SHORT EXERCISE: Please copy out, word for word, the lines of the entries from the line containing "Practice. Annotate every instance of the chrome grille" through the line containing "x=165 y=394", with both of those lines included.

▽

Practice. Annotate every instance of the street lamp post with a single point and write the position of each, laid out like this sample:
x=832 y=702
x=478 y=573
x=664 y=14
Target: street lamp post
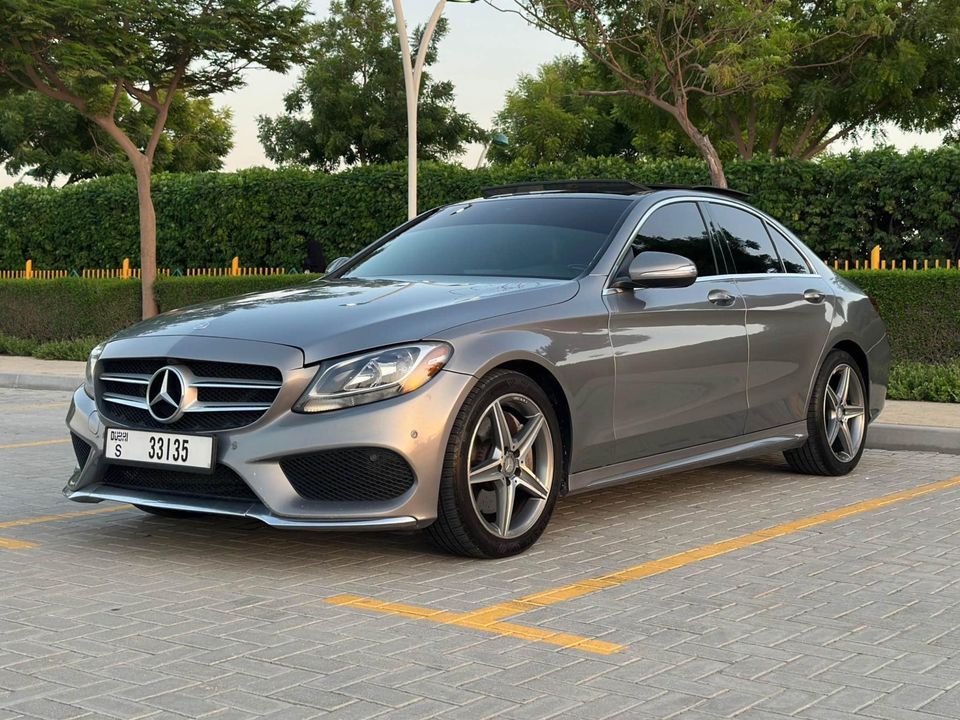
x=412 y=76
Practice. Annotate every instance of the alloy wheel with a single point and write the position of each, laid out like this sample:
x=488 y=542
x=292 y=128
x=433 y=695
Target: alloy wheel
x=843 y=413
x=511 y=465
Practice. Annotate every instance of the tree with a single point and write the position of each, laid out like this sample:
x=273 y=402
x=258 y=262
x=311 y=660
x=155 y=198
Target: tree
x=860 y=65
x=673 y=53
x=551 y=117
x=48 y=139
x=349 y=107
x=548 y=119
x=91 y=54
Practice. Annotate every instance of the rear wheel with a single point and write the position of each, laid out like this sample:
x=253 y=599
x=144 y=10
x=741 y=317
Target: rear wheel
x=836 y=420
x=502 y=470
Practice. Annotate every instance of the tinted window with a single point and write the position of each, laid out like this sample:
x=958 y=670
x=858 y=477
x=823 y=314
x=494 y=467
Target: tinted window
x=746 y=237
x=676 y=228
x=792 y=259
x=544 y=237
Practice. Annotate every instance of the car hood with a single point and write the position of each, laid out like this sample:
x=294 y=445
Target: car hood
x=328 y=318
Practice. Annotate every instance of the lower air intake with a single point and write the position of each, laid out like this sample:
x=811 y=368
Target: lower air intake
x=362 y=474
x=223 y=484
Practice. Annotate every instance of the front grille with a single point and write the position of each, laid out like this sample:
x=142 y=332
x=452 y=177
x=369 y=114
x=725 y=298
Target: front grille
x=223 y=484
x=349 y=475
x=229 y=395
x=81 y=449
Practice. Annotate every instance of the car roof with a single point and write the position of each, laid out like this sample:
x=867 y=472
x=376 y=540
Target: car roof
x=590 y=187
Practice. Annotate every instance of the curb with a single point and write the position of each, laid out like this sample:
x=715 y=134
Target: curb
x=919 y=438
x=25 y=381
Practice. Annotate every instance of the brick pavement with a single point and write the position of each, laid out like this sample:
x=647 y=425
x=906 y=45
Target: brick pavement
x=125 y=615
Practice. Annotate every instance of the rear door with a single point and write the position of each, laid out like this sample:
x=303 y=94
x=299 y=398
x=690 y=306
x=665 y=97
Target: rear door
x=681 y=353
x=788 y=314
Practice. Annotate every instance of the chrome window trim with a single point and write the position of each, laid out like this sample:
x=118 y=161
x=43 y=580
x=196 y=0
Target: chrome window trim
x=722 y=276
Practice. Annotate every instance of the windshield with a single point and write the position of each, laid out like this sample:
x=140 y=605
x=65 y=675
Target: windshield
x=543 y=237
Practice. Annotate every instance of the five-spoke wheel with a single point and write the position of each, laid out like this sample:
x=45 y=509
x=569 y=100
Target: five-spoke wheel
x=502 y=471
x=836 y=419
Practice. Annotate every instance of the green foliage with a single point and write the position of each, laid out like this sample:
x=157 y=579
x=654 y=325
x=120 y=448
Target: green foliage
x=841 y=207
x=349 y=106
x=920 y=310
x=77 y=349
x=47 y=139
x=919 y=381
x=58 y=310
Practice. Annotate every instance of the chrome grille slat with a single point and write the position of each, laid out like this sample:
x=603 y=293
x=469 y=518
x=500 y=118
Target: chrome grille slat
x=231 y=395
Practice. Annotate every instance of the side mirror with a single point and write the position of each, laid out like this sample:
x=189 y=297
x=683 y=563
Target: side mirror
x=657 y=269
x=336 y=264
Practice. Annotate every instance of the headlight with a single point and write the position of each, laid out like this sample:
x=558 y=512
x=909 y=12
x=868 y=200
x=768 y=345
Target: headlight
x=373 y=376
x=91 y=364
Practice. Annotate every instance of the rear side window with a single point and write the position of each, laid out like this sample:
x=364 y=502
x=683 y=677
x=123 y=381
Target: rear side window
x=793 y=261
x=677 y=228
x=747 y=239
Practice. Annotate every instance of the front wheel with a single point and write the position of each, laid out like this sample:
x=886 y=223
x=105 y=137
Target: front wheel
x=502 y=470
x=836 y=420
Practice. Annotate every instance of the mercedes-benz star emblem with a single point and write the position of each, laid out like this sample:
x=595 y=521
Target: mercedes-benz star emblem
x=165 y=394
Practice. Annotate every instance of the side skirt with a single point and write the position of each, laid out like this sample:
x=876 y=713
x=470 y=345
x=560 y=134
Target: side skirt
x=738 y=448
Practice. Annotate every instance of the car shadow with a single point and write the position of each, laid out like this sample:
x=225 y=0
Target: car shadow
x=752 y=493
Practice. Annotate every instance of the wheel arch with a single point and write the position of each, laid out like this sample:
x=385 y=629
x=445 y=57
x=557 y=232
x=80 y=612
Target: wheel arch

△

RESPONSE:
Practice. Annotate every instance of the chrome grille slat with a single point and write the position of each, laid out like this sample:
x=603 y=293
x=469 y=518
x=500 y=118
Target: chrome grille slat
x=231 y=395
Practice. Annotate every instance of the side mirror with a single point and write the position of each, laid out like this sample:
x=189 y=297
x=683 y=563
Target: side mirror
x=657 y=269
x=336 y=264
Practice. Annotate every instance of the headlight with a single point and write the position of each, laid out like this sample:
x=558 y=512
x=909 y=12
x=868 y=200
x=768 y=345
Target: headlight
x=373 y=376
x=91 y=364
Practice. Annotate every instance of the rear side window with a single point and write the position of each, laid out like this sample:
x=364 y=502
x=683 y=677
x=123 y=381
Target: rear side window
x=793 y=261
x=677 y=228
x=747 y=239
Practice. Annotate every instance of the front wheel with a single point and write the position of each, laid out like this sample:
x=886 y=223
x=105 y=137
Target: front wheel
x=502 y=470
x=836 y=420
Practice. Annotate every instance of the mercedes-benz star emblem with a single point and write the position of each, laid out like this sample:
x=595 y=521
Target: mercedes-benz star emblem
x=165 y=394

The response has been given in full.